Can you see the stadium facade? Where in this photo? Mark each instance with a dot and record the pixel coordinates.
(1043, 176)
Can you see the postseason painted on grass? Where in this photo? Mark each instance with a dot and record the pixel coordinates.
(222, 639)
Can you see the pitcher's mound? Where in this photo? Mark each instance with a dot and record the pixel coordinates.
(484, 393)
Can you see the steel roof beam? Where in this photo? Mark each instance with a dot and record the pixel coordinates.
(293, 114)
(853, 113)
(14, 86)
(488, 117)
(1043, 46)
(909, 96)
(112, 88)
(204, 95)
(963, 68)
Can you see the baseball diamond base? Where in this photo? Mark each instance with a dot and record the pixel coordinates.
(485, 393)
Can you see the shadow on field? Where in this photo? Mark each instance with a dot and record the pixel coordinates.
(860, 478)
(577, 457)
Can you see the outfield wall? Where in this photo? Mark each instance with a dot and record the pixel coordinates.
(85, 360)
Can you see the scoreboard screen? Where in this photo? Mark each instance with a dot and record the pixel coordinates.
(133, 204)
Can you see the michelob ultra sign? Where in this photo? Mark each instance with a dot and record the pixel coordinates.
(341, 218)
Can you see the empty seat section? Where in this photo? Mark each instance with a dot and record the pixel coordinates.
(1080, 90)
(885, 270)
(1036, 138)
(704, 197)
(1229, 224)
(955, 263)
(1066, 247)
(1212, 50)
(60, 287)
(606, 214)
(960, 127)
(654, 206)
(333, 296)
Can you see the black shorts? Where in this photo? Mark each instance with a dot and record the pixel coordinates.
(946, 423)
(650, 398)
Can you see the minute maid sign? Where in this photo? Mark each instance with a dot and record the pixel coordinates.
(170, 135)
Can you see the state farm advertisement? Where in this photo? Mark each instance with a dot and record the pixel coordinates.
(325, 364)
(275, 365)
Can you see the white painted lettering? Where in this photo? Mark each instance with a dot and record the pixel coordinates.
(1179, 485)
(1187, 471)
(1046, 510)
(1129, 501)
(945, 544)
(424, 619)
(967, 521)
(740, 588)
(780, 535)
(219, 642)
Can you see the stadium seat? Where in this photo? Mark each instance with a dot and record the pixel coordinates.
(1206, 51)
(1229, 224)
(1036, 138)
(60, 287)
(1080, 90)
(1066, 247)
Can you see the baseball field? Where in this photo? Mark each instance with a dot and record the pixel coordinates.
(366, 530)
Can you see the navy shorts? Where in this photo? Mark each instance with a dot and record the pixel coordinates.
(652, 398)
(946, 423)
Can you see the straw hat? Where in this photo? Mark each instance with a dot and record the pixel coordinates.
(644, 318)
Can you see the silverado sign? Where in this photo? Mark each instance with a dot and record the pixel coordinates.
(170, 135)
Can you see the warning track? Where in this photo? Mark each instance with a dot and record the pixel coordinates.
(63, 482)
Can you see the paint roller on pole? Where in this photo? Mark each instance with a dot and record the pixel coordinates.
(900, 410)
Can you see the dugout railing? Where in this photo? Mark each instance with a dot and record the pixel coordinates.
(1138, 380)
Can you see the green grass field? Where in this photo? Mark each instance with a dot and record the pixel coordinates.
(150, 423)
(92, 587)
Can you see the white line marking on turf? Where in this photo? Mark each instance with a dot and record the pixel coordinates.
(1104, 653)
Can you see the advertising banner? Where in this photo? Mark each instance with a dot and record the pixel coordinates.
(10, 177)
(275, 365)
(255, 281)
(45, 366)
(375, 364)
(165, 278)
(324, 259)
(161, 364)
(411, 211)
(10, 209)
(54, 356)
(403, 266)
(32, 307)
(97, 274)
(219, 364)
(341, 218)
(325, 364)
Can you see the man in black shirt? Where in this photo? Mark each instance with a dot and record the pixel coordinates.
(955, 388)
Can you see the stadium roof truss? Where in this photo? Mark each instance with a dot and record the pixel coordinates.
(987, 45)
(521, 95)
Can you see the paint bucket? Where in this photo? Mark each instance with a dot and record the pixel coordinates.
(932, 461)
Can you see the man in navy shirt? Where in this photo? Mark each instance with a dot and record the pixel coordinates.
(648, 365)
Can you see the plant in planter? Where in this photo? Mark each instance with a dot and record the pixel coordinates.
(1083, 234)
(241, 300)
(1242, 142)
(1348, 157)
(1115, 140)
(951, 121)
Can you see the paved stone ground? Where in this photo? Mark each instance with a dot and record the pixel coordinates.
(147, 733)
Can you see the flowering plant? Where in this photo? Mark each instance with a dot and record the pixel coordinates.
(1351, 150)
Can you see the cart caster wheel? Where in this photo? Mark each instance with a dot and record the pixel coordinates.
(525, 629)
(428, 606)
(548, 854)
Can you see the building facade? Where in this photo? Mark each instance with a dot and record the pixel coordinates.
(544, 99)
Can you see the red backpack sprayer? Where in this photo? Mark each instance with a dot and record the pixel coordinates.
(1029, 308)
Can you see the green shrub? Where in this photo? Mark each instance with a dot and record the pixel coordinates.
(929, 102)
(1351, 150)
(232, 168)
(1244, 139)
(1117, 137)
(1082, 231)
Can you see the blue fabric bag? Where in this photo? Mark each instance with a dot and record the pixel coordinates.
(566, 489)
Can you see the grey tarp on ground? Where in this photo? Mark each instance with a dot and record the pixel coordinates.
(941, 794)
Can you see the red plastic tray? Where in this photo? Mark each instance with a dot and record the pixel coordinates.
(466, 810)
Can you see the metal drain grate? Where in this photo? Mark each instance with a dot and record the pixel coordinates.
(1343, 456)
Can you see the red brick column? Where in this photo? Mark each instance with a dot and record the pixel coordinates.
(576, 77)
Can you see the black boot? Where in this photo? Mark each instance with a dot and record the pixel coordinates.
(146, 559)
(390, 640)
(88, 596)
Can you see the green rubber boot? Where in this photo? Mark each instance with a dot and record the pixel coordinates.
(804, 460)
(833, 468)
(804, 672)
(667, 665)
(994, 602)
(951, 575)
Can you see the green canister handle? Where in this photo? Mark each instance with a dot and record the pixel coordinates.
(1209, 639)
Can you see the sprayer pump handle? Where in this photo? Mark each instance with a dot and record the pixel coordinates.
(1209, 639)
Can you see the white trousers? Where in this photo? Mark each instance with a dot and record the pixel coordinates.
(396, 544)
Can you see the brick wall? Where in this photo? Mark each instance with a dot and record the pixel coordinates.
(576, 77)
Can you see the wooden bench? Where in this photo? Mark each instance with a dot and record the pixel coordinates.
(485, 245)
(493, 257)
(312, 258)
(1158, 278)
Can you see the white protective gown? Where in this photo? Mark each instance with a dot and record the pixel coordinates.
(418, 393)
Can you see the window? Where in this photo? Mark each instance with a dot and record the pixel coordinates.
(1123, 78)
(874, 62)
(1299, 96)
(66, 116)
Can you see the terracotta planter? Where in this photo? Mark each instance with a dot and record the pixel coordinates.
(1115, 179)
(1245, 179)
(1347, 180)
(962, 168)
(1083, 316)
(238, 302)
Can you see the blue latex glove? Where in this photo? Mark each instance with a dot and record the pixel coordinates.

_ _ _

INSTRUCTIONS FOR THE TASK
Copy out the whole listing exactly; please set it all down.

THE RESULT
Can you see the stadium facade? Where in this photo? Mark each instance with a dot and record the pixel coordinates.
(1043, 176)
Can you see the postseason painted on grass? Where in this photo? Mark each instance with a dot and record the pixel coordinates.
(222, 639)
Can you see the pitcher's mound? Where in this photo? Mark each instance with a dot and record the pixel coordinates.
(484, 393)
Can you see the steel roof beam? Where in this photo? Mark each instance with a dot and record the pixel coordinates.
(293, 114)
(853, 113)
(14, 86)
(488, 117)
(1043, 46)
(909, 96)
(112, 88)
(204, 95)
(963, 68)
Can you see the baseball diamond base? Where in this photo? Mark each instance with a dot and record the pixel coordinates.
(485, 393)
Can you see the shadow on field? Where in this photo? Mark each instance with a dot and record the pixel coordinates.
(860, 478)
(577, 457)
Can you see the outfield wall? Where in this photo? Mark each instance with a dot and record the pixel coordinates.
(85, 360)
Can you see the scoreboard screen? Where in this photo? Mark each instance with a dot and record the pixel coordinates.
(133, 204)
Can you see the michelob ultra sign? Where in this photo? Mark each instance with a dot and record the pixel coordinates.
(341, 218)
Can you see the empty seat section? Where in this photo? Mark each instance with a dot and record the pixel coordinates.
(1080, 90)
(885, 270)
(1036, 138)
(704, 197)
(1229, 224)
(955, 263)
(1066, 247)
(1212, 50)
(60, 287)
(606, 214)
(960, 127)
(654, 206)
(333, 296)
Can you see the black shorts? Where in this photo? Mark each instance with a dot and record the pixel coordinates.
(946, 423)
(650, 398)
Can you see the minute maid sign? Where in this photo? Mark each instance with a dot and record the pixel coordinates.
(170, 135)
Can you see the state farm advertisement? Where in this photo? Mark each instance with a dot and record the pixel coordinates.
(325, 364)
(275, 365)
Can you see the white painted lettering? Where in this photo? Mark each instance with a dot and record the pixel coordinates.
(1179, 485)
(1187, 471)
(1046, 510)
(1129, 501)
(945, 544)
(424, 619)
(967, 521)
(740, 588)
(780, 535)
(219, 642)
Can you see the stadium seat? Where in this photo? Mark each instance with a dot and record the pixel coordinates.
(1206, 51)
(1229, 224)
(1036, 138)
(60, 287)
(1080, 90)
(1066, 247)
Can you see the baseball field? Where in this photo? Mark each instance with a dot and record the pixel coordinates.
(366, 530)
Can you see the navy shorts? Where in this photo? Mark each instance with a dot and record the pixel coordinates.
(652, 398)
(946, 423)
Can you see the straw hat? Where in this photo? Mark each instance with a dot and record the pixel coordinates.
(644, 318)
Can you see the silverado sign? Where in this photo? Mark each instance with a dot and record the pixel coordinates.
(170, 135)
Can you see the warning track? Where in this photo? Mark each instance with a dot and record the pixel coordinates.
(63, 482)
Can you see the paint roller on pole? Where in this photo? Mark each instance with a dot and record the pixel coordinates.
(900, 410)
Can you see the dugout railing? Where in this photo? Mark each instance with a dot and record the pixel coordinates.
(1138, 380)
Can you see the green grass field? Where in this photo? Mark each instance with a dot and record the pixel coordinates.
(150, 423)
(92, 587)
Can you see the white line marking on turf? Where in this photo? Mark each instance with a dot and record the pixel coordinates.
(1104, 653)
Can you see the advertising banner? Where in this photo? Mark each instance with a dot and record the pixel coordinates.
(10, 177)
(275, 365)
(255, 281)
(45, 366)
(375, 364)
(165, 278)
(324, 259)
(161, 364)
(411, 211)
(10, 209)
(54, 356)
(403, 266)
(32, 307)
(97, 274)
(219, 364)
(341, 218)
(325, 364)
Can you see the man in black shirt? Where in this photo? Mark each instance with a dot and record the pixel coordinates.
(955, 388)
Can you see the stadium roof truss? Where in this photo? Mark each instance with a dot and record the pixel coordinates.
(987, 45)
(521, 95)
Can you see the paint bucket? Where in this photo? Mark each instance with a dot and record the pixel coordinates.
(932, 461)
Can you see the man in navy shirt? Where in this photo? Mark each instance with a dot and record the pixel coordinates.
(648, 365)
Can you see the plant in planter? Where in this photo? Mark each instance with a dot and record the pixel coordinates.
(1083, 234)
(241, 300)
(1242, 142)
(1348, 157)
(1115, 140)
(951, 121)
Can you see the paved stone ground? Where in this photo? Mark each instance with a dot and record the pixel coordinates.
(147, 733)
Can you see the flowering plant? Where in this photo? Mark each instance with a dot and record the pixel coordinates.
(1351, 150)
Can you see the cart caster wheel? Where in this photo? Mark each instance with a dot and record the pixel coordinates.
(525, 629)
(428, 606)
(548, 854)
Can you see the building facade? Where in this photo? Mark each instance with a dot and record the pixel coordinates.
(544, 99)
Can you see the red backpack sprayer? Where in this photo? Mark each instance with a dot and record the pixel coordinates.
(1029, 308)
Can you see the green shrub? Where in this photo? Mark each instance with a dot and record the pixel coordinates.
(929, 102)
(1351, 150)
(232, 168)
(1244, 139)
(1117, 137)
(1082, 231)
Can you see the blue fabric bag? Where in this photo? Mark each instance with a dot and record the pixel coordinates.
(566, 489)
Can you see the grey tarp on ground? Where in this photo? Mark each instance with a dot and record the pixel coordinates.
(941, 794)
Can you see the red plastic tray? Where in this photo? Mark each instance with a dot and record the pixel coordinates.
(466, 810)
Can you see the metal drain grate? Where in this photo? Mark each instance with a dot and record the pixel coordinates.
(1343, 456)
Can you see the red brick column? Where in this photo? Mark each instance with a dot and record the pixel coordinates.
(576, 77)
Can you see the black boot? Where in this photo? Mark each instance with a dot and record the pixel coordinates.
(146, 559)
(390, 640)
(88, 596)
Can you see the green rubber boot? Where in this photo? Mark each instance with a dot and record the pixel coordinates.
(804, 460)
(833, 468)
(804, 672)
(667, 665)
(994, 602)
(951, 575)
Can you see the green canister handle? Where in this photo? Mark each instance with a dot and record the pixel coordinates.
(1209, 639)
Can you see the sprayer pump handle? Where in this photo? Mark each instance with a dot and record the pixel coordinates.
(1209, 639)
Can you see the white trousers? Where in this photo? Mark each instance with a dot and record the pixel coordinates.
(396, 544)
Can you see the brick wall? Where in this photo? Mark each instance with a dot and record the pixel coordinates.
(576, 77)
Can you see the wooden bench? Where in this photo? Mark each instance with a dot and record the pixel coordinates.
(485, 245)
(493, 257)
(312, 258)
(1158, 278)
Can you see the white protective gown? Where in this photo? Mark each instance with a dot and record the pixel coordinates.
(418, 393)
Can you see the window? Where in this photo? Mark each instance with a dot and record the pixel coordinates.
(1123, 78)
(874, 62)
(1299, 96)
(66, 116)
Can you see the terracotta planter? Where in this photo? Mark each instance with a dot and record the pixel coordinates.
(1115, 179)
(1245, 179)
(1347, 180)
(962, 168)
(1083, 316)
(238, 302)
Can you see the blue latex glove? Where in this photo? Mark each instance with a dot and record the pixel coordinates.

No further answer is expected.